Could you copy exactly the lines from the one containing "Detect collar of" through the last line of the records below, and nothing else?

* DATA SUPPLIED *

★ ★ ★ ★

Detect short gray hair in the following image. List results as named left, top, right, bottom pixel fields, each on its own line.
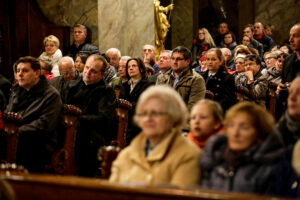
left=134, top=85, right=187, bottom=131
left=106, top=48, right=121, bottom=58
left=58, top=56, right=74, bottom=67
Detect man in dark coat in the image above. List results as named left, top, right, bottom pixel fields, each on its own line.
left=5, top=56, right=62, bottom=172
left=49, top=56, right=81, bottom=96
left=63, top=54, right=117, bottom=177
left=65, top=24, right=100, bottom=60
left=276, top=23, right=300, bottom=119
left=253, top=22, right=274, bottom=53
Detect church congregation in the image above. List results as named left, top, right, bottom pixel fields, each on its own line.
left=1, top=3, right=300, bottom=198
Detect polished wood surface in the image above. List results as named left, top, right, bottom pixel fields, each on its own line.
left=51, top=104, right=82, bottom=175
left=1, top=112, right=24, bottom=163
left=0, top=174, right=290, bottom=200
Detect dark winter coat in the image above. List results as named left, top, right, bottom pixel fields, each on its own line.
left=63, top=78, right=117, bottom=176
left=200, top=131, right=284, bottom=194
left=202, top=68, right=236, bottom=111
left=5, top=76, right=62, bottom=172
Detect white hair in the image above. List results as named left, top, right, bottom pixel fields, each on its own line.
left=106, top=48, right=121, bottom=58
left=58, top=56, right=74, bottom=67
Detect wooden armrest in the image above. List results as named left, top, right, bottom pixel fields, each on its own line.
left=98, top=145, right=121, bottom=179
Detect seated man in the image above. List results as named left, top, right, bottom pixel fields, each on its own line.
left=5, top=56, right=62, bottom=172
left=156, top=46, right=206, bottom=112
left=65, top=24, right=100, bottom=60
left=106, top=48, right=121, bottom=71
left=244, top=54, right=268, bottom=107
left=142, top=44, right=159, bottom=74
left=63, top=54, right=117, bottom=177
left=49, top=56, right=81, bottom=95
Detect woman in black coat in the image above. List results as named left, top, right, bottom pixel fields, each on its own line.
left=202, top=48, right=236, bottom=112
left=119, top=58, right=154, bottom=144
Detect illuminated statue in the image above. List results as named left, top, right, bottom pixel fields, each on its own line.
left=154, top=0, right=173, bottom=60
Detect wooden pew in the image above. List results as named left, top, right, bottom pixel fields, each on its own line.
left=97, top=98, right=132, bottom=179
left=0, top=112, right=24, bottom=163
left=114, top=98, right=132, bottom=148
left=50, top=104, right=82, bottom=175
left=0, top=174, right=290, bottom=200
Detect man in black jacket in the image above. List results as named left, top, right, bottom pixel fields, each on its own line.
left=5, top=56, right=62, bottom=172
left=276, top=23, right=300, bottom=119
left=65, top=24, right=100, bottom=60
left=63, top=54, right=117, bottom=177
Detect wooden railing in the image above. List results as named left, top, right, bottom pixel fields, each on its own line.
left=0, top=174, right=290, bottom=200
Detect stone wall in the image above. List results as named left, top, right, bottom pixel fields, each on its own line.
left=36, top=0, right=99, bottom=46
left=98, top=0, right=154, bottom=57
left=36, top=0, right=300, bottom=53
left=254, top=0, right=300, bottom=44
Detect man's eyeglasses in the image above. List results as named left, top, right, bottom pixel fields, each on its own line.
left=171, top=57, right=185, bottom=61
left=61, top=70, right=75, bottom=76
left=264, top=57, right=276, bottom=61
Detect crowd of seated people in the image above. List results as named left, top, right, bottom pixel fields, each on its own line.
left=0, top=21, right=300, bottom=198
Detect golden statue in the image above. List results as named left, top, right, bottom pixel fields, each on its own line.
left=154, top=0, right=173, bottom=60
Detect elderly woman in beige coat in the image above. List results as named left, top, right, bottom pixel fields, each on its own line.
left=109, top=85, right=201, bottom=187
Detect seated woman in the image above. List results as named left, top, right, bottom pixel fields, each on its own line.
left=39, top=35, right=62, bottom=77
left=234, top=55, right=248, bottom=86
left=74, top=53, right=88, bottom=73
left=220, top=31, right=237, bottom=54
left=39, top=58, right=54, bottom=80
left=200, top=102, right=284, bottom=194
left=276, top=75, right=300, bottom=146
left=267, top=75, right=300, bottom=197
left=202, top=48, right=236, bottom=112
left=191, top=28, right=215, bottom=66
left=263, top=52, right=288, bottom=86
left=110, top=85, right=201, bottom=187
left=187, top=99, right=224, bottom=149
left=119, top=58, right=154, bottom=144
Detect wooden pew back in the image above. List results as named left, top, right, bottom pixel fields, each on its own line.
left=0, top=174, right=291, bottom=200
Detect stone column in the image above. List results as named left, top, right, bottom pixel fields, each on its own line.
left=171, top=0, right=194, bottom=49
left=98, top=0, right=154, bottom=57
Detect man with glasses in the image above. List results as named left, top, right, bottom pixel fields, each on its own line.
left=62, top=54, right=117, bottom=177
left=65, top=24, right=100, bottom=61
left=262, top=51, right=278, bottom=75
left=244, top=54, right=268, bottom=107
left=157, top=46, right=205, bottom=112
left=49, top=56, right=81, bottom=95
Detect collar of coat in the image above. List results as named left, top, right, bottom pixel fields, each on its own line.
left=166, top=67, right=194, bottom=86
left=129, top=128, right=180, bottom=166
left=12, top=75, right=48, bottom=96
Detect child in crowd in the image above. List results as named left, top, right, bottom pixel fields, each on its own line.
left=187, top=99, right=224, bottom=149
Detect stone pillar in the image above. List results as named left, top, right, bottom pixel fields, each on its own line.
left=98, top=0, right=154, bottom=57
left=171, top=0, right=194, bottom=49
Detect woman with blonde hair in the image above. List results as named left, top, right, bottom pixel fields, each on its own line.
left=110, top=85, right=201, bottom=187
left=39, top=35, right=62, bottom=77
left=191, top=28, right=216, bottom=66
left=200, top=102, right=284, bottom=194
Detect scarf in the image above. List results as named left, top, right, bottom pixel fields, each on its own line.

★ ★ ★ ★

* TASK SOLUTION *
Detect collar of coat in the image above. List results as named left, top, right, bottom pixel fields, each on its own line.
left=166, top=67, right=194, bottom=86
left=129, top=128, right=180, bottom=166
left=12, top=75, right=48, bottom=96
Detect child in crowd in the image above. List results as named left, top, right, bottom pixel fields, each on its own line.
left=187, top=99, right=224, bottom=149
Detect stone pillar in the image above. List results as named left, top, right, bottom pixel fields, each on its own line.
left=98, top=0, right=154, bottom=57
left=171, top=0, right=194, bottom=49
Detect woman with blonde hair in the image above. List results as named left, top, right, bottom pixel fields, each on its own line.
left=110, top=85, right=201, bottom=187
left=39, top=35, right=62, bottom=77
left=191, top=28, right=216, bottom=66
left=200, top=102, right=284, bottom=194
Detect scarf in the image above. List results as named left, top, right, bottom pixel fields, each on its own line.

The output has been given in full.